### Written problem
Return, character for character, the lines from the one bearing "Target: tree trunk" through the end of the material. Omit everything before that line.

** Begin Material for the task **

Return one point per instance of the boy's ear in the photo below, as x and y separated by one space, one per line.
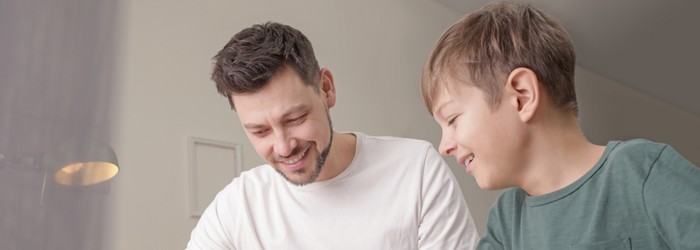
525 87
327 87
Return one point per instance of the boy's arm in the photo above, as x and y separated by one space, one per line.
672 199
445 221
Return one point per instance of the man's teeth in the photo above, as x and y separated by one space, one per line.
296 159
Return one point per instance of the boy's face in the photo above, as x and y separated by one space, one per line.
288 124
486 140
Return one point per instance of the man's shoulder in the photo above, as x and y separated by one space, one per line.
393 141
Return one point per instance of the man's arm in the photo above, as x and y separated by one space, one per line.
672 199
210 233
445 219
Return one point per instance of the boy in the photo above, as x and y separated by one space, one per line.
321 189
500 82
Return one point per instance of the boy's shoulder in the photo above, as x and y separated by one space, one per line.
636 153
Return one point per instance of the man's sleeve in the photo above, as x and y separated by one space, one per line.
445 219
672 199
210 232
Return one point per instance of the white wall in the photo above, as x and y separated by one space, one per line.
375 49
612 111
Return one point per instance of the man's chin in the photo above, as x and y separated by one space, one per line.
299 177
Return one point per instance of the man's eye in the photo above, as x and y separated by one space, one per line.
259 132
452 120
296 120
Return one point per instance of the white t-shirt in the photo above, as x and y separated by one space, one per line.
396 194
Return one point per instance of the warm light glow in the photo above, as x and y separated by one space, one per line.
85 173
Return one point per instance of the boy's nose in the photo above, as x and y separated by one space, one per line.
447 145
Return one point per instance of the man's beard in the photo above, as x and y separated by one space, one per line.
320 161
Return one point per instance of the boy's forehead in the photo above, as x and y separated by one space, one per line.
441 97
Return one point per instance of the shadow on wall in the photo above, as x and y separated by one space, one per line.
56 74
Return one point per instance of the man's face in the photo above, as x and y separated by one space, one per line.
288 124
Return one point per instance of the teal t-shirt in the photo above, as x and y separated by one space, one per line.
640 195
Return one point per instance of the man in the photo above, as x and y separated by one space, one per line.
321 189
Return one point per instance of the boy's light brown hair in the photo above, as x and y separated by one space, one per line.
491 42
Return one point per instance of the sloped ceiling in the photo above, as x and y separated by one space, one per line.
649 45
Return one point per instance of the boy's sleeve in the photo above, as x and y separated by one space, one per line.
492 239
672 199
445 221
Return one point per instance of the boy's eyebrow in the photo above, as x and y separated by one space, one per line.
294 109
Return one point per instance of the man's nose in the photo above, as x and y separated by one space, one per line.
447 145
284 144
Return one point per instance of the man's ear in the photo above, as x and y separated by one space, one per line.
525 87
327 87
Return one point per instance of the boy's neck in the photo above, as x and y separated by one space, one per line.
559 154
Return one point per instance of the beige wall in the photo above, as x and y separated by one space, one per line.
375 50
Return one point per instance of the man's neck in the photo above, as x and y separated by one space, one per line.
341 155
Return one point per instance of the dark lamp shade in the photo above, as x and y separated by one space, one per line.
82 164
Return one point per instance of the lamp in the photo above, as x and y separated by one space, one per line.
82 162
72 163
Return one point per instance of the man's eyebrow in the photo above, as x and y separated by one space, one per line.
294 109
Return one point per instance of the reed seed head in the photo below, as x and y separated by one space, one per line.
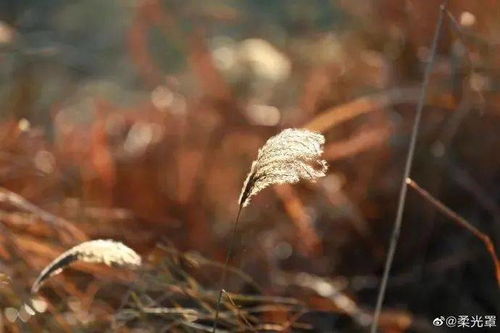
288 157
107 252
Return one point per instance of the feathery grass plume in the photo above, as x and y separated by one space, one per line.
99 251
287 157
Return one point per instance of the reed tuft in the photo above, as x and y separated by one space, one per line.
288 157
99 251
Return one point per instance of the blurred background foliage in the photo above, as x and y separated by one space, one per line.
137 120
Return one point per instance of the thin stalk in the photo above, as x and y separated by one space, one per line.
407 170
462 222
232 243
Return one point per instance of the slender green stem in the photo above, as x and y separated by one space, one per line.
409 161
232 243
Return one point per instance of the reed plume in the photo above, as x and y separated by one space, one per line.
101 251
288 157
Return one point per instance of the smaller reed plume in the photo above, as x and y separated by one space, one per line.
100 251
288 157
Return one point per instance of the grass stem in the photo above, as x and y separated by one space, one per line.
408 165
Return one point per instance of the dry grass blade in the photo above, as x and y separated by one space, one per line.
462 222
96 251
288 157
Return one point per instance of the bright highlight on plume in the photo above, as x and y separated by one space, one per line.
98 251
288 157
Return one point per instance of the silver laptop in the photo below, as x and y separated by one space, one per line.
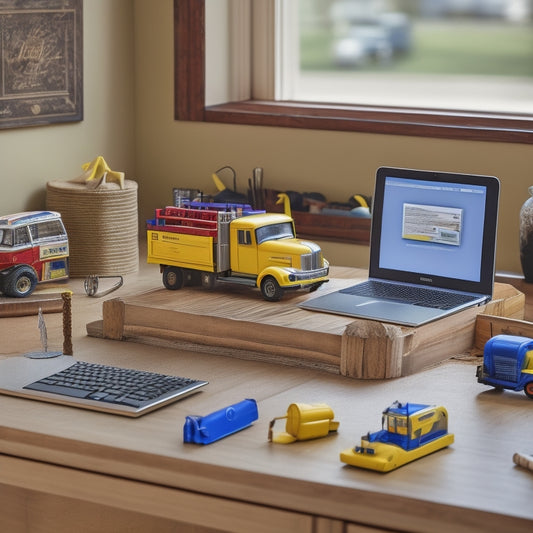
432 248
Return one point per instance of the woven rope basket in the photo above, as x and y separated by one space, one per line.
102 226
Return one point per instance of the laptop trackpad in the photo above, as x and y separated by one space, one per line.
381 310
390 311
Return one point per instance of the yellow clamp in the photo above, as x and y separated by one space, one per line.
304 422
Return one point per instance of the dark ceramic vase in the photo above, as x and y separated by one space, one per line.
526 237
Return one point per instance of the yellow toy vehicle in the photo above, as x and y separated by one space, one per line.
409 431
206 243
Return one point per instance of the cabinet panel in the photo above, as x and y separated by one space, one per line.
46 490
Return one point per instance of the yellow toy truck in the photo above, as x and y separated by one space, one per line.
204 243
409 431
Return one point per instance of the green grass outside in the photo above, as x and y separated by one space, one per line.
443 48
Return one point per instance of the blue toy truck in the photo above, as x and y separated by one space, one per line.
508 364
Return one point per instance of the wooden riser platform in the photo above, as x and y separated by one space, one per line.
237 322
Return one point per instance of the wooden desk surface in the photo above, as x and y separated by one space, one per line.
471 486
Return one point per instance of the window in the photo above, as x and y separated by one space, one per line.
190 93
451 54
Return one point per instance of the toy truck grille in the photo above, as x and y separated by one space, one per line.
313 260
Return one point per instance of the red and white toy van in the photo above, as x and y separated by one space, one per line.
33 249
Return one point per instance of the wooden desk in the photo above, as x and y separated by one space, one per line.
65 469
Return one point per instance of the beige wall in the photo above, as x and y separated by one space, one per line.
29 157
128 52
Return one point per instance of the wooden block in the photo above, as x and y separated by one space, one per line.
30 305
113 319
372 350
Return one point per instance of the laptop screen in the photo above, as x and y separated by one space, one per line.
435 228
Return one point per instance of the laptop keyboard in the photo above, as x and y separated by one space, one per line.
425 297
114 385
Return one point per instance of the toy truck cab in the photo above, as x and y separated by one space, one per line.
33 249
265 249
508 364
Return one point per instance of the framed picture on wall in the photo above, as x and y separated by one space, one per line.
41 62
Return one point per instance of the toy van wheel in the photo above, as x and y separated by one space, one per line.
173 278
271 290
20 283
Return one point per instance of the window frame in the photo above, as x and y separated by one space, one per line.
189 102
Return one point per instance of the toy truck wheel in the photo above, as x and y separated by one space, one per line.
208 280
271 290
173 278
20 283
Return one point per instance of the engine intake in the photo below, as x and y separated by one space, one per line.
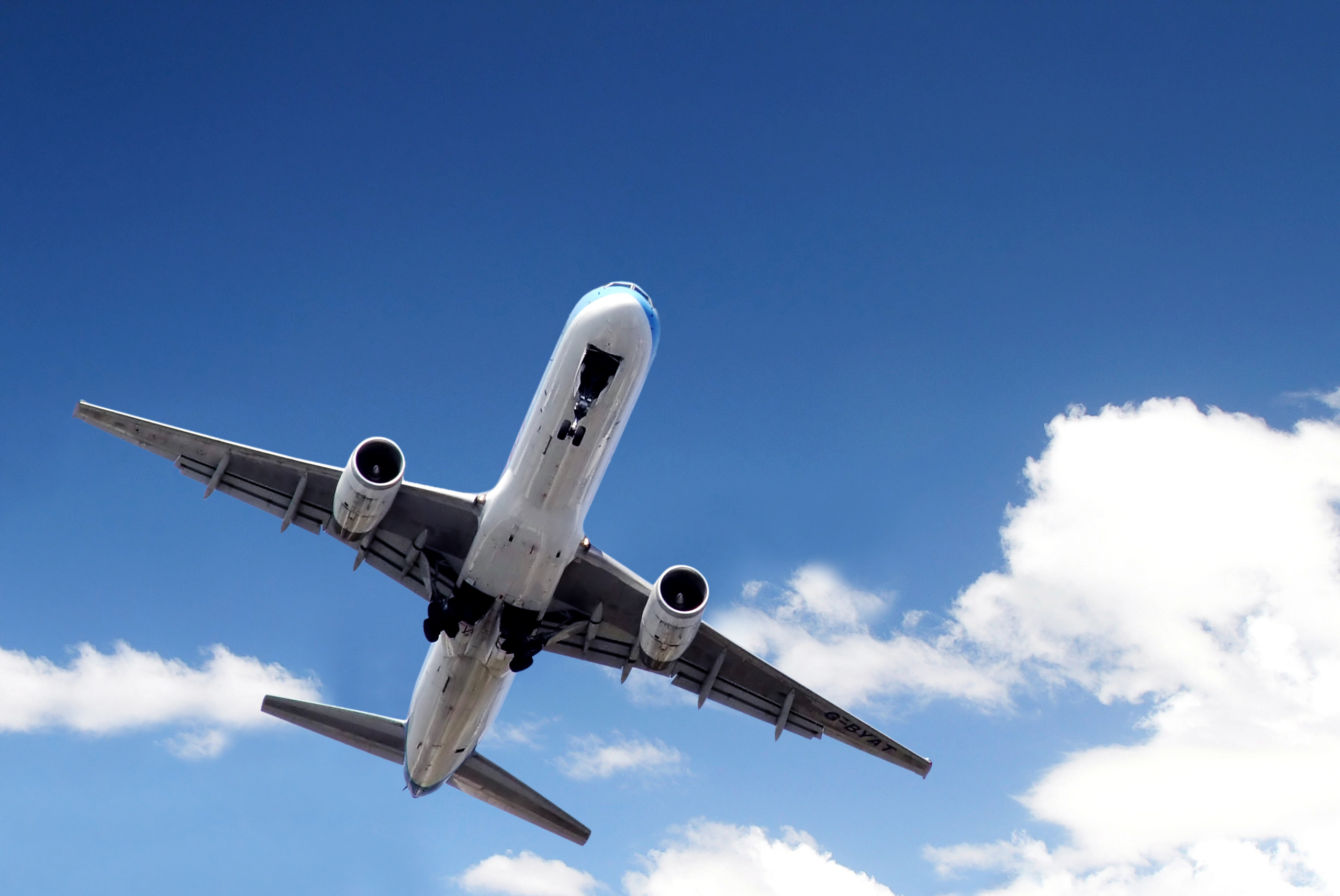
366 488
672 617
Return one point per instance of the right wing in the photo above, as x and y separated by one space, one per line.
477 777
270 481
713 667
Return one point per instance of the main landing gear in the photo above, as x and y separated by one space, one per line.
516 629
446 614
518 636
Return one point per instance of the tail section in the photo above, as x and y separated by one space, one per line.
385 737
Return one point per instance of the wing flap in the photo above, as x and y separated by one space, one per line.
743 682
488 781
377 734
269 481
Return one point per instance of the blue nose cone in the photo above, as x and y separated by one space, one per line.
644 299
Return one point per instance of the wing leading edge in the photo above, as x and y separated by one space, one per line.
477 777
302 494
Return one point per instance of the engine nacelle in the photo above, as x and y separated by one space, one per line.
366 488
672 617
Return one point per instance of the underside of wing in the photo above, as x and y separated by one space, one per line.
486 780
597 615
302 494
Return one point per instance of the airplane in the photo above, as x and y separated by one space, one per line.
510 572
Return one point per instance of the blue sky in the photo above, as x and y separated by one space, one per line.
889 245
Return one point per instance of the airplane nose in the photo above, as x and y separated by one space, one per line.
416 791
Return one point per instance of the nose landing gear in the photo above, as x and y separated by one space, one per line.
566 429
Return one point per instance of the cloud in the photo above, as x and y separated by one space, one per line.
711 859
526 875
649 689
1331 399
704 858
197 745
128 689
519 734
593 757
1182 559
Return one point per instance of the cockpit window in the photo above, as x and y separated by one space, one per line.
598 369
635 288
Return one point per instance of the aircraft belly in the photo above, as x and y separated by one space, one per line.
459 694
532 520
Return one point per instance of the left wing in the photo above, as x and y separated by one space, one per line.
597 615
444 520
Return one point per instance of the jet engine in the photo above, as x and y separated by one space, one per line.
672 617
366 488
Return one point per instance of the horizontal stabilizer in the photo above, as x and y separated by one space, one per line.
376 734
486 780
385 737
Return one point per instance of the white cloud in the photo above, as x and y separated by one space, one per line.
197 745
704 859
593 757
126 689
819 633
711 859
1183 559
649 689
527 875
519 734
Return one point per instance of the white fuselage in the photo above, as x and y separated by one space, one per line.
530 528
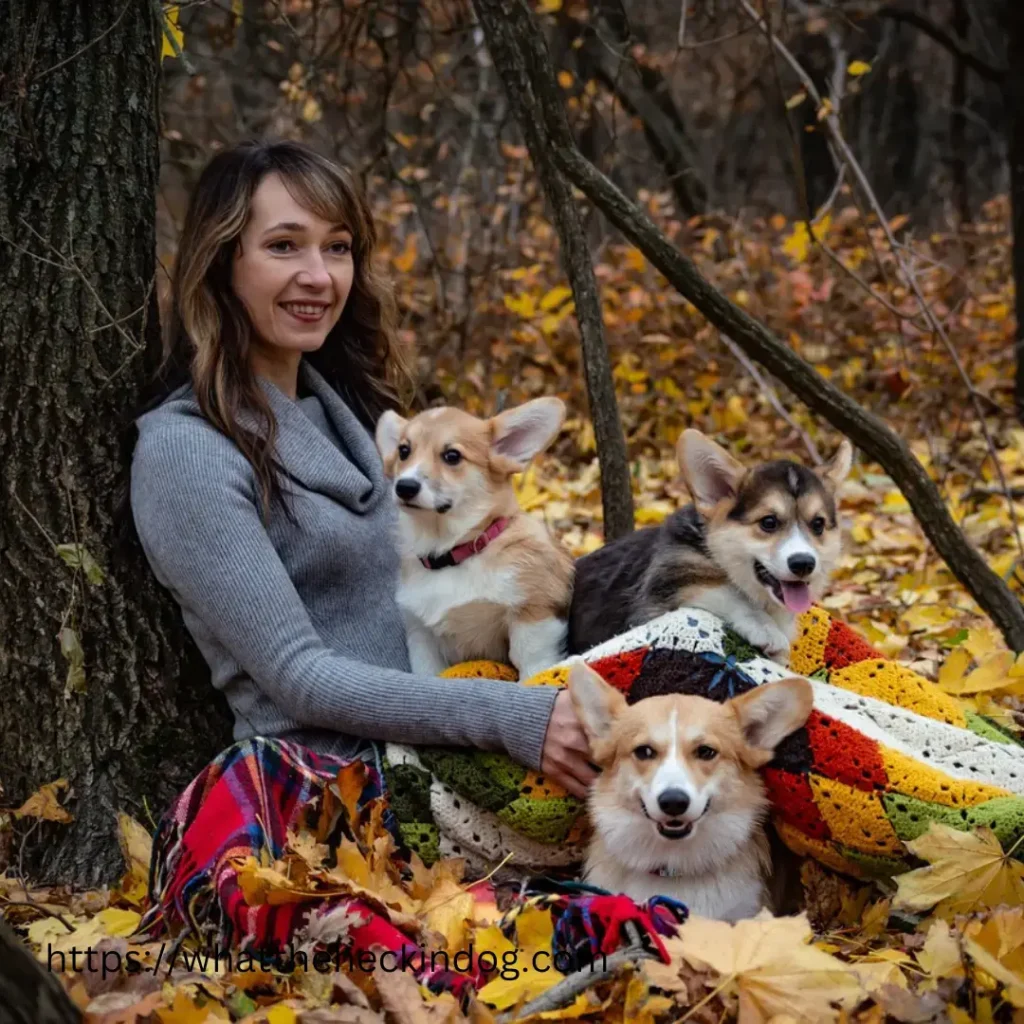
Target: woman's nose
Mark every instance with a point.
(313, 272)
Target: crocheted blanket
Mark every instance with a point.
(884, 754)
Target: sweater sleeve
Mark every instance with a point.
(197, 517)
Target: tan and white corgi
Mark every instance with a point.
(479, 578)
(679, 807)
(756, 548)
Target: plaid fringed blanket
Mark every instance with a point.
(885, 754)
(249, 806)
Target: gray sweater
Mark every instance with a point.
(298, 621)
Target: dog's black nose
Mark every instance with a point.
(407, 488)
(802, 564)
(674, 802)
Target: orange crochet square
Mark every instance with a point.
(621, 670)
(823, 852)
(844, 754)
(913, 778)
(855, 818)
(899, 685)
(808, 648)
(846, 646)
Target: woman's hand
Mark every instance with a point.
(564, 758)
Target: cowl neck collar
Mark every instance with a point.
(356, 480)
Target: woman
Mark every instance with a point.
(258, 494)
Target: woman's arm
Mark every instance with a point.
(196, 514)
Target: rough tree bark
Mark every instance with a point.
(616, 493)
(1014, 91)
(520, 52)
(98, 687)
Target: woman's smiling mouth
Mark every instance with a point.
(306, 312)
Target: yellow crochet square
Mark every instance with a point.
(550, 677)
(913, 778)
(807, 653)
(806, 846)
(481, 670)
(899, 685)
(855, 818)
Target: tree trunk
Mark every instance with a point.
(98, 687)
(1015, 124)
(522, 47)
(616, 492)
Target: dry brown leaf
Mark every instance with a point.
(446, 909)
(44, 804)
(966, 870)
(769, 963)
(401, 997)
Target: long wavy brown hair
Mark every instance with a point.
(209, 333)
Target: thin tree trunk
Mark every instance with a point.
(91, 658)
(1015, 121)
(957, 119)
(522, 54)
(616, 494)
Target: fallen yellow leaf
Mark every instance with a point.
(771, 966)
(966, 870)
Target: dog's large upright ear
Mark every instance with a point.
(835, 471)
(522, 432)
(710, 473)
(596, 702)
(389, 429)
(769, 713)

** End Material for the task **

### Output
Target: tree trunk
Mark every instance with a point.
(98, 687)
(1015, 124)
(522, 47)
(616, 492)
Target: dry brown leaf
Mark every instance with a point.
(446, 909)
(44, 804)
(966, 870)
(769, 963)
(401, 997)
Target: long wavy brown hair
Mark every instance with a point.
(209, 333)
Target: thin tree trunk
Mark every instance with a point.
(91, 658)
(1015, 121)
(957, 119)
(522, 54)
(616, 494)
Target: fallen yellow leaf
Mark every instance with a point.
(771, 966)
(966, 870)
Target: dog's large upright ear
Mark every instance with a point.
(835, 471)
(522, 432)
(710, 473)
(596, 702)
(389, 429)
(769, 713)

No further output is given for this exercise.